Short exercise 1:
Translate this sentence from the biography of Francis William Rhodes into Spanish: "He was awarded several medals and clasps, including the Distinguished Service Order."

*** Text passage ***

Colonel Francis William Rhodes  (9 April 1850 – 21 September 1905) is perhaps the best known member of the Rhodes family after his brother Cecil. Trained as a soldier from his youth, he participated in a considerable amount of conflict in different parts of the world. After graduating from the Royal Military College, Sandhurst, he joined the 1st Royal Dragoons in 1873 and served the British Army for 23 years. He participated in the Sudan Campaign, accompanied the Nile Expedition to Khartoum in the abortive effort to relieve General Charles George Gordon, and was present at the battles of El Teb and Tamai. At the Battle of Abu Klea, he distinguished himself when he had several horses shot from under him in the course of the engagement. He was awarded several medals and clasps, including the Distinguished Service Order.

Rhodes filled various staff appointments. From 1890 to 1893, he served as military secretary to Lord Harris while the latter was Governor of Bombay, and in 1893 he was chief of staff on Sir Gerald Herbert Portal's mission to Uganda. Rhodes also served for a brief period as Administrator of Mashonaland and as the appointed military member of the council of four in the government of Matabeleland under Leander Starr Jameson.

The Jameson Raid was perhaps the most trying event in Rhodes's career. He was a leading member of the Reform Committee, in Johannesburg, attempting to liberalise the government of Transvaal Republic President Paul Kruger on behalf of the Uitlander population living in Transvaal. Following the Jameson Raid in December 1895, the members of the Reform Committee were charged with high treason. Rhodes, John Hays Hammond, Douglas Gilfillan and other leaders of the committee were sentenced to death in April 1896. This was later commuted to 15 years' imprisonment, and in June 1896, all members of the committee were released on payment of a heavy fine. As a punishment for his support of Jameson the British Army placed Rhodes on the retired list and barred him from active involvement in army business. After his release from jail, he immediately joined his brother Cecil and the British South Africa Company in the Second Matabele War.

***

Short exercise 2:
Return the entries word for word, starting with their first line and going on through the line that contains "[(59, 119), (342, 124), (69, 121)]".

*** Provided entries ***

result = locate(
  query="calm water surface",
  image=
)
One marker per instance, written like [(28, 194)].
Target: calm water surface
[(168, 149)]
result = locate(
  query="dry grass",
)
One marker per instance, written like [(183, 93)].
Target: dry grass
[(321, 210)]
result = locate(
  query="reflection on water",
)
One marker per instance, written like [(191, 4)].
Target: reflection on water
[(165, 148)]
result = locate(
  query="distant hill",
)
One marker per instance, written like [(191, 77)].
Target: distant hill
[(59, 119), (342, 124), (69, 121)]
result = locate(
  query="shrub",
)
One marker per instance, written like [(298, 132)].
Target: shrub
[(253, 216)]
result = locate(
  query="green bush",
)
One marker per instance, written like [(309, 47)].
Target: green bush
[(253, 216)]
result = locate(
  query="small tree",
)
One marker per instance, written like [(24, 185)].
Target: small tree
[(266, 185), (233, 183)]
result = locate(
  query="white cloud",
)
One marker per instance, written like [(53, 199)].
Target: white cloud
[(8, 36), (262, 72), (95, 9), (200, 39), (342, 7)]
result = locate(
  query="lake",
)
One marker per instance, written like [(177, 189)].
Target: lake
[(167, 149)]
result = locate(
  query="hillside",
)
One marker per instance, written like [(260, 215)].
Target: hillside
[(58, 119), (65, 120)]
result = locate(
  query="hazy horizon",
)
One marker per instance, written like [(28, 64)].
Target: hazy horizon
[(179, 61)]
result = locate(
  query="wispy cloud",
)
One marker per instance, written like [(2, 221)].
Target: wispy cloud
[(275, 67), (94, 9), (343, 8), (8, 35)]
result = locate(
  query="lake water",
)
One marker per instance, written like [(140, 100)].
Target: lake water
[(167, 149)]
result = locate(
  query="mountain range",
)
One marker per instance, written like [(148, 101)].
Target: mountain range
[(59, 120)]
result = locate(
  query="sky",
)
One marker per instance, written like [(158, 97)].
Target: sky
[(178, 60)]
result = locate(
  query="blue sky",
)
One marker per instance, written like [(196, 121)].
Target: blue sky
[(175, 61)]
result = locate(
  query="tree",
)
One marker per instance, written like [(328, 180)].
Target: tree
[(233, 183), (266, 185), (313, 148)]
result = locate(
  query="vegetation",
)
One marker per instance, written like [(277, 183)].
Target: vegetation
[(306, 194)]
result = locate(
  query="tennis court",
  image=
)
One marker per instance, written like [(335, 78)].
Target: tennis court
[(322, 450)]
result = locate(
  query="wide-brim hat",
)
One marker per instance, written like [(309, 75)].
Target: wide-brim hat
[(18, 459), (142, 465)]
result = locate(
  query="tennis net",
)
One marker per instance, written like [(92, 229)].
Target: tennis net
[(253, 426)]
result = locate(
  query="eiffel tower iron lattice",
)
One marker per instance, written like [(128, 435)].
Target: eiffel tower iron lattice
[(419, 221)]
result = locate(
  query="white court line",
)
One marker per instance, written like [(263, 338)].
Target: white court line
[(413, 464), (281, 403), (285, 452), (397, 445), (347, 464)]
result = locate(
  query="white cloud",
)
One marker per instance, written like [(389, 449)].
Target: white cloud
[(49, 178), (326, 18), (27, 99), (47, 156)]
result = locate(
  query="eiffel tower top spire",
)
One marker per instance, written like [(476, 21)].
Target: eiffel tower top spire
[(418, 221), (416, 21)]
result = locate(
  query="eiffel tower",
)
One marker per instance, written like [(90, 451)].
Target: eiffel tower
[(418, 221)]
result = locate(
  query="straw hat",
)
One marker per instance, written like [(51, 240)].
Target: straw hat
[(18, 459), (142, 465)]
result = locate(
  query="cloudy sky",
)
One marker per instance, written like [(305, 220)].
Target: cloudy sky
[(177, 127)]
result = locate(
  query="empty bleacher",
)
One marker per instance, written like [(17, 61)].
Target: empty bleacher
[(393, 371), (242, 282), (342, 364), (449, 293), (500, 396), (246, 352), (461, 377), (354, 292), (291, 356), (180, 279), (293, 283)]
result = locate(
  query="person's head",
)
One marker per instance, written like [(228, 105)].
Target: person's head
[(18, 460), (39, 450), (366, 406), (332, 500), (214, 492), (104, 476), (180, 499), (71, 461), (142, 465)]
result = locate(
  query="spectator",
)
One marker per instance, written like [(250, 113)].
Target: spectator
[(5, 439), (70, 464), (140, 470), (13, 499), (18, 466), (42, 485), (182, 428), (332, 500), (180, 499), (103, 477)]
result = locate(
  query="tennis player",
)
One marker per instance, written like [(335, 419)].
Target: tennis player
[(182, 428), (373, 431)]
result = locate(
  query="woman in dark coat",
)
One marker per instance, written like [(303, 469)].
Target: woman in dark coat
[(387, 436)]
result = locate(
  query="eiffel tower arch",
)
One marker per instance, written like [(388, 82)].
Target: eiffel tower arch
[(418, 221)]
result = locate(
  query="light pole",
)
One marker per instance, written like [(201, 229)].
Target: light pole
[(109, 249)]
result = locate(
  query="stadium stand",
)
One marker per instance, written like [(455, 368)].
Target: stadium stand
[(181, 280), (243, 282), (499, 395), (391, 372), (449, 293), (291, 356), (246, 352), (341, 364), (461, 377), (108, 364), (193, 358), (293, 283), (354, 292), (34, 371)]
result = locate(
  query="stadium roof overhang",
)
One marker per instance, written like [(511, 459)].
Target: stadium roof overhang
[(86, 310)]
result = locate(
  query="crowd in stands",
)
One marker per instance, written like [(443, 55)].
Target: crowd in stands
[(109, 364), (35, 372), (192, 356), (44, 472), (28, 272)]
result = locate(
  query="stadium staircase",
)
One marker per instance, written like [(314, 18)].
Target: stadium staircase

***

Full output 1:
Se le concedieron varias medallas y pasadores, entre ellos la Orden del Servicio Distinguido.

Full output 2:
result = locate(
  query="calm water surface",
  image=
)
One marker per instance, written like [(28, 194)].
Target: calm water surface
[(168, 149)]
result = locate(
  query="dry grass",
)
One marker per instance, written like [(183, 93)].
Target: dry grass
[(321, 210)]
result = locate(
  query="reflection on water",
)
One marker per instance, written like [(191, 4)].
Target: reflection on water
[(165, 148)]
result = locate(
  query="distant hill",
)
One marker per instance, written like [(191, 77)].
Target: distant hill
[(59, 119), (342, 124), (69, 121)]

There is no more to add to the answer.